START Task input
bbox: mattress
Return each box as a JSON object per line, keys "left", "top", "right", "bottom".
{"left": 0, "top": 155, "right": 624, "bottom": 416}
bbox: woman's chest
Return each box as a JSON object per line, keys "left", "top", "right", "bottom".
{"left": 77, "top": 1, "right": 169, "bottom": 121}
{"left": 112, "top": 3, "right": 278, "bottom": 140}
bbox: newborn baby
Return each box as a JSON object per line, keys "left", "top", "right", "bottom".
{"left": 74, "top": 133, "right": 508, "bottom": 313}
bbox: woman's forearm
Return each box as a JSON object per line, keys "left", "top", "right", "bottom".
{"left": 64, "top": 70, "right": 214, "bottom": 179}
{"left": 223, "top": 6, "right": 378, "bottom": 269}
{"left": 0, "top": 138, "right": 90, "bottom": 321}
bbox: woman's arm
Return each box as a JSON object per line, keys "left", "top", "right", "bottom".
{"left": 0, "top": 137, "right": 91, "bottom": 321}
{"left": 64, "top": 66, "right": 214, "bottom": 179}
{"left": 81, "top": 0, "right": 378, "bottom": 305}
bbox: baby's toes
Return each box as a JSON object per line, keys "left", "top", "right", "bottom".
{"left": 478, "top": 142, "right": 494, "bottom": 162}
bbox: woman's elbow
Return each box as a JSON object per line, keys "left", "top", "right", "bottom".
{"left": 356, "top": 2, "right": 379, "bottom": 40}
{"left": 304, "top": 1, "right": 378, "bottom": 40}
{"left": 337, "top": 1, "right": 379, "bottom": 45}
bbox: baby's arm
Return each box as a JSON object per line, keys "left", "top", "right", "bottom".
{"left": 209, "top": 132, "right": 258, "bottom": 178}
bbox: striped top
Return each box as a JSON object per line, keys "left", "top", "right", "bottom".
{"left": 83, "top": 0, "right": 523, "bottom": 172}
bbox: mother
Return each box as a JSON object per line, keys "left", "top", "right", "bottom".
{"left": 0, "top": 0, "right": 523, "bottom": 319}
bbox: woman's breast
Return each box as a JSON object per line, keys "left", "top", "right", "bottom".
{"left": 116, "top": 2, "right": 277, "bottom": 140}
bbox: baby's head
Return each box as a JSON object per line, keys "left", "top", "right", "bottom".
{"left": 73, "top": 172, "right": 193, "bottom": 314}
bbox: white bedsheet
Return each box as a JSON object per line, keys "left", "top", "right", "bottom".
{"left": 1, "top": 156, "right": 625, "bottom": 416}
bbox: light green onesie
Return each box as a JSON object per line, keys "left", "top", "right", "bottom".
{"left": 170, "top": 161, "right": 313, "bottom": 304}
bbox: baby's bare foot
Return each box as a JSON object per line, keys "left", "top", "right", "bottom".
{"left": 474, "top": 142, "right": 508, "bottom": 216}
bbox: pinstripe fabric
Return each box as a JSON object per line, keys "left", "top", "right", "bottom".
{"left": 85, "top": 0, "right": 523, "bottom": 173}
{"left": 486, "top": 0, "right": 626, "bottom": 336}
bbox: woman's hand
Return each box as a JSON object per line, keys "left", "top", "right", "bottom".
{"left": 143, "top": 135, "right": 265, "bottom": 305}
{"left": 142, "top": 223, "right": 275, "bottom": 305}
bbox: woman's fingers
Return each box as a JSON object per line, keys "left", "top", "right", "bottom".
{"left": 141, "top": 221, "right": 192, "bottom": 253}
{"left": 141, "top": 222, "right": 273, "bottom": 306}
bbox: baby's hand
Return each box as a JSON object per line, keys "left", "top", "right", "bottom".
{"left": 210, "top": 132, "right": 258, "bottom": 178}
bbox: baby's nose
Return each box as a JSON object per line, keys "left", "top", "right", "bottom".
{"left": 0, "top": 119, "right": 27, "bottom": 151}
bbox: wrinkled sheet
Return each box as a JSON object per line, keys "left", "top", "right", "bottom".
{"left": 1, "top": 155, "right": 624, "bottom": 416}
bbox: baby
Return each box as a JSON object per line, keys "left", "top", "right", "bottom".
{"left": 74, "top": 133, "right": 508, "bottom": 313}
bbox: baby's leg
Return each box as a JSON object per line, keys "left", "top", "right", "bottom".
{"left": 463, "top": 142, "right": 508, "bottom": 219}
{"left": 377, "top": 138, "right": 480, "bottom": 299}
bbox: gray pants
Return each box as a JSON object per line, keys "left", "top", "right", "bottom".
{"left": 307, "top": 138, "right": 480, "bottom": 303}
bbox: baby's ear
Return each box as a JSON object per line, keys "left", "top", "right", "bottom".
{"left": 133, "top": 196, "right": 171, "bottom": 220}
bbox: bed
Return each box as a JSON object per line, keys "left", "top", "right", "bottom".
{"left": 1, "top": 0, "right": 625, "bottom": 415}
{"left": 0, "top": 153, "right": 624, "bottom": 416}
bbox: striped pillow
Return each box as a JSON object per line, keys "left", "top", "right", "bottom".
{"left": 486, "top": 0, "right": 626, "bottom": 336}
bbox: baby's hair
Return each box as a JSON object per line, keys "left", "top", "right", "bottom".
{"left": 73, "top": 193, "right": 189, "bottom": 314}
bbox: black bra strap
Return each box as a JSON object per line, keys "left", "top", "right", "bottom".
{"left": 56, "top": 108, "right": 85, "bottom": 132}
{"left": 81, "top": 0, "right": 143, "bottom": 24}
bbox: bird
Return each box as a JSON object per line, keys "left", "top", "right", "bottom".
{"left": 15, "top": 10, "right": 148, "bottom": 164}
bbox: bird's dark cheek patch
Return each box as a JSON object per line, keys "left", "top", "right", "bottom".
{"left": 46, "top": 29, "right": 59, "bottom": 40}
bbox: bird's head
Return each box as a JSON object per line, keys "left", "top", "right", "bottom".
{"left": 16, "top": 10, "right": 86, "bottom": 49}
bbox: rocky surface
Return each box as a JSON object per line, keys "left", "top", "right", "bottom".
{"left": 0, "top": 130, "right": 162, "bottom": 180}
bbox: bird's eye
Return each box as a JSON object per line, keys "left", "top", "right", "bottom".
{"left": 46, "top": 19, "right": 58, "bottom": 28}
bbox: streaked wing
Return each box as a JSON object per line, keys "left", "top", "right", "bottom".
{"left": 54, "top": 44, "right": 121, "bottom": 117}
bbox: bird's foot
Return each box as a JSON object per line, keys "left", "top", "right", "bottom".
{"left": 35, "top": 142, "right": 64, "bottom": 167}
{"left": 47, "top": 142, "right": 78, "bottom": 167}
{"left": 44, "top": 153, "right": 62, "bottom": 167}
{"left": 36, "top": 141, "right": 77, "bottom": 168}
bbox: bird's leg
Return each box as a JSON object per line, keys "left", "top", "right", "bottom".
END Task input
▸ **Aim of the task**:
When you reach the line with "bbox: mother" in the records above, start writing out lines exactly, and stop once the line with "bbox: white bedsheet" has been written; include nothing else.

▸ **Answer**:
bbox: mother
Return each box as a JSON object per line, keys "left", "top", "right", "bottom".
{"left": 0, "top": 0, "right": 523, "bottom": 319}
bbox: woman's breast
Return each box as a JSON object per line, keys "left", "top", "right", "bottom".
{"left": 116, "top": 2, "right": 277, "bottom": 140}
bbox: baby's head
Return each box as a JSON object per line, keys "left", "top", "right", "bottom".
{"left": 73, "top": 172, "right": 193, "bottom": 314}
bbox: white bedsheet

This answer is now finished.